**PROBLEM SET**
[1] In the text on CO2 extracts, which CO2 extracts are given as examples of extracts that all have the INCI name "extract"?
[2] Reproduce the text on CO2 extracts from "Depending on the" up to and including "confusing, doesn’t it?".

Depending on the plant material and the extraction conditions, CO2 extracts contain the same components as fixed plant oils (carrier oils), conventional extracts or volatile oils (essential oils).
It sounds really confusing, doesn’t it?
To add to the confusion, no matter what the components of a CO2 extract are, they are all called “extract”. It means: cinnamon CO2” extract (similar to cinnamon essential oil) and raspberry CO2 extract (similar to raspberry fixed oil pressed from the seeds) and calendula CO2 extract (comparable to calendula infusion in a carrier oil) all have the INCI name of “extract”. This complicates things further for the novice formulator trying to decipher the make-up of their ingredients.
Comparing CO2 Extracts with Conventional Extracts
For greater clarity, let’s compare some CO2 extracts with their counterpart conventional extracts.

Stored records
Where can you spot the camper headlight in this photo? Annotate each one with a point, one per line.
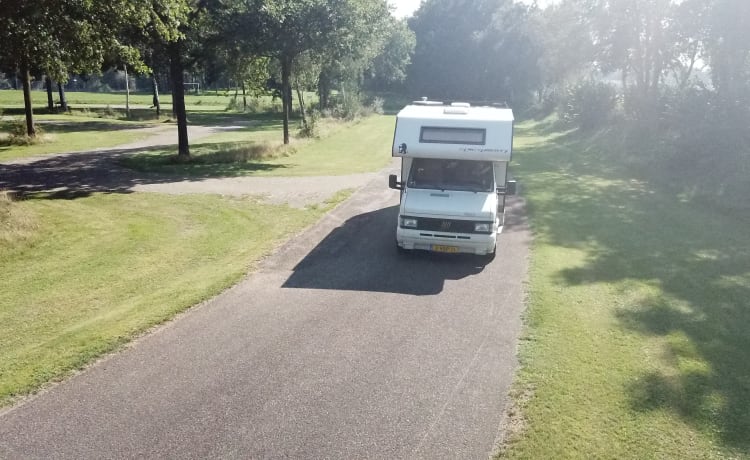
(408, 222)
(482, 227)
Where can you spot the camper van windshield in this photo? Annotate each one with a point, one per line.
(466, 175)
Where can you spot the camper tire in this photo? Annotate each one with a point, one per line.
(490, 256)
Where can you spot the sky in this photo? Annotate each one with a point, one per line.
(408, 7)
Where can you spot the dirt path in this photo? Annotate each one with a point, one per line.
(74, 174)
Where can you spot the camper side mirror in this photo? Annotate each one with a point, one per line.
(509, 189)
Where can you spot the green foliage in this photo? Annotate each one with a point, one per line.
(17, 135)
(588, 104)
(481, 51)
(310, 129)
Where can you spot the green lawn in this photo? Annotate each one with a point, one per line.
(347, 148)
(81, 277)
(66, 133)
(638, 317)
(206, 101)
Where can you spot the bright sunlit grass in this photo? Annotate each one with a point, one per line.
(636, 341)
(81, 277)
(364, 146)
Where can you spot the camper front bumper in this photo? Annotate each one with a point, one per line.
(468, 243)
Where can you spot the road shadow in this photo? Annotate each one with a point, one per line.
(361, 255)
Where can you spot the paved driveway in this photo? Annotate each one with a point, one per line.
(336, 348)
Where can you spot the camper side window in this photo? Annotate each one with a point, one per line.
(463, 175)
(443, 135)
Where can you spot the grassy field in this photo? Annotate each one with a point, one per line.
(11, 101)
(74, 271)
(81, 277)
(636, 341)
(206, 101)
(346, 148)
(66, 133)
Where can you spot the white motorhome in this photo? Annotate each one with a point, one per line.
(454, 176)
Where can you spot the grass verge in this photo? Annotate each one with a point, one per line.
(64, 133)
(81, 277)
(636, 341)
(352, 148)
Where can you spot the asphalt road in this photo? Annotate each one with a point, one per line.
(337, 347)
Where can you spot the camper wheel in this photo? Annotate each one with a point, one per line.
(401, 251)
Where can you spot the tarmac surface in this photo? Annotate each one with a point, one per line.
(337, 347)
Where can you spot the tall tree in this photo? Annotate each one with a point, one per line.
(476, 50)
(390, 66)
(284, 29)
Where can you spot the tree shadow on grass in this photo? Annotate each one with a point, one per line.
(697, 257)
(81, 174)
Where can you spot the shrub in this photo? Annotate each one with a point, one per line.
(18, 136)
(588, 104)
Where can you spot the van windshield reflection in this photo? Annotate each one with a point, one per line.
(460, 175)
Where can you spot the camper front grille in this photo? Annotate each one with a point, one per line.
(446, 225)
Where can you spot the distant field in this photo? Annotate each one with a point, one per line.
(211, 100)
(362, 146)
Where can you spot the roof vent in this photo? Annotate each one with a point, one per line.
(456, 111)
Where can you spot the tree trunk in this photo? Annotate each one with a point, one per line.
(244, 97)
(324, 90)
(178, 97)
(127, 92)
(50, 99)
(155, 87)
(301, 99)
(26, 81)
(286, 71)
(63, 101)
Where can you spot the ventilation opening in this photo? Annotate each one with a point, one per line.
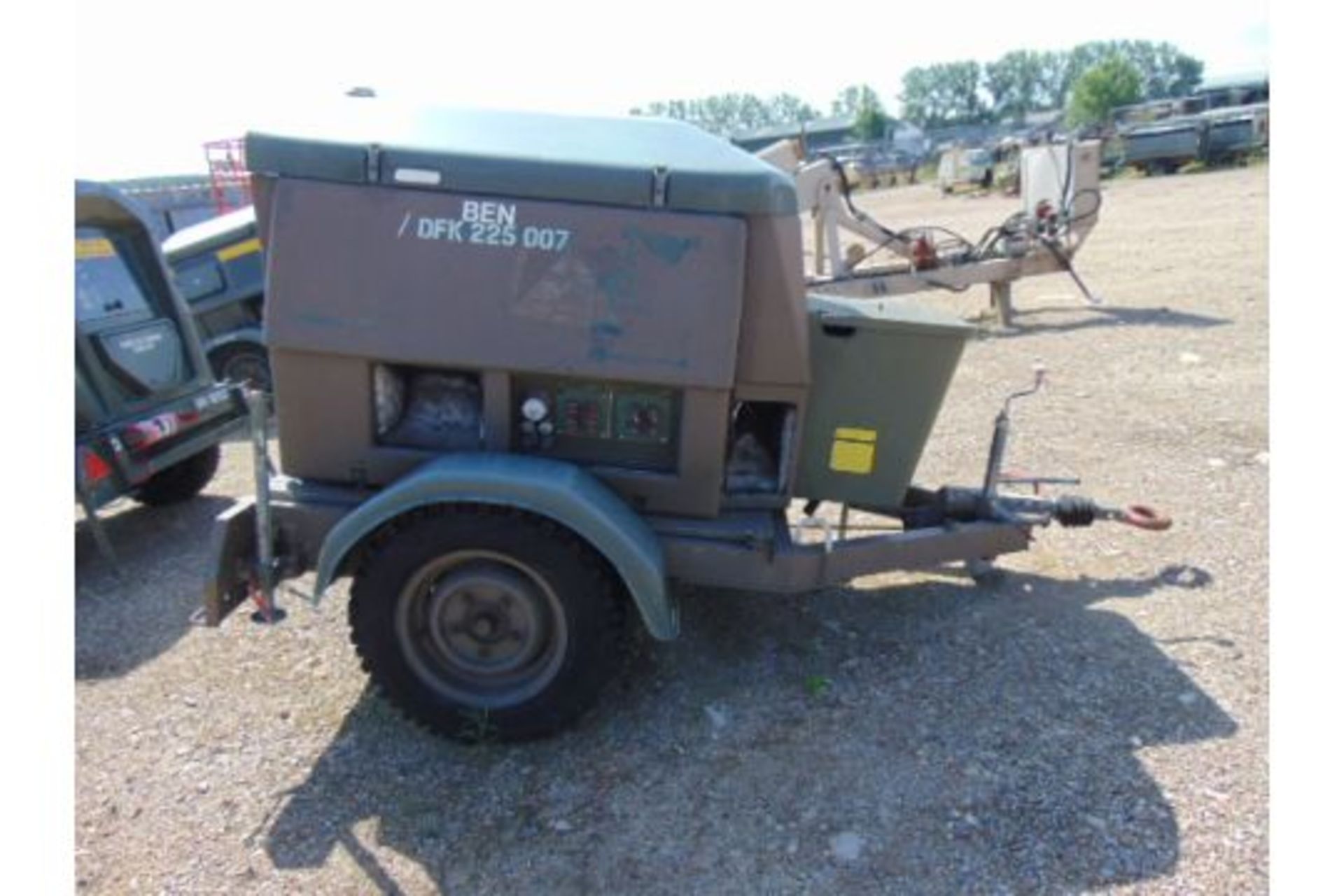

**SOLUTION SET**
[1] Cinnamon CO2 extract, raspberry CO2 extract, and calendula CO2 extract.

[2]
Depending on the plant material and the extraction conditions, CO2 extracts contain the same components as fixed plant oils (carrier oils), conventional extracts or volatile oils (essential oils).
It sounds really confusing, doesn’t it?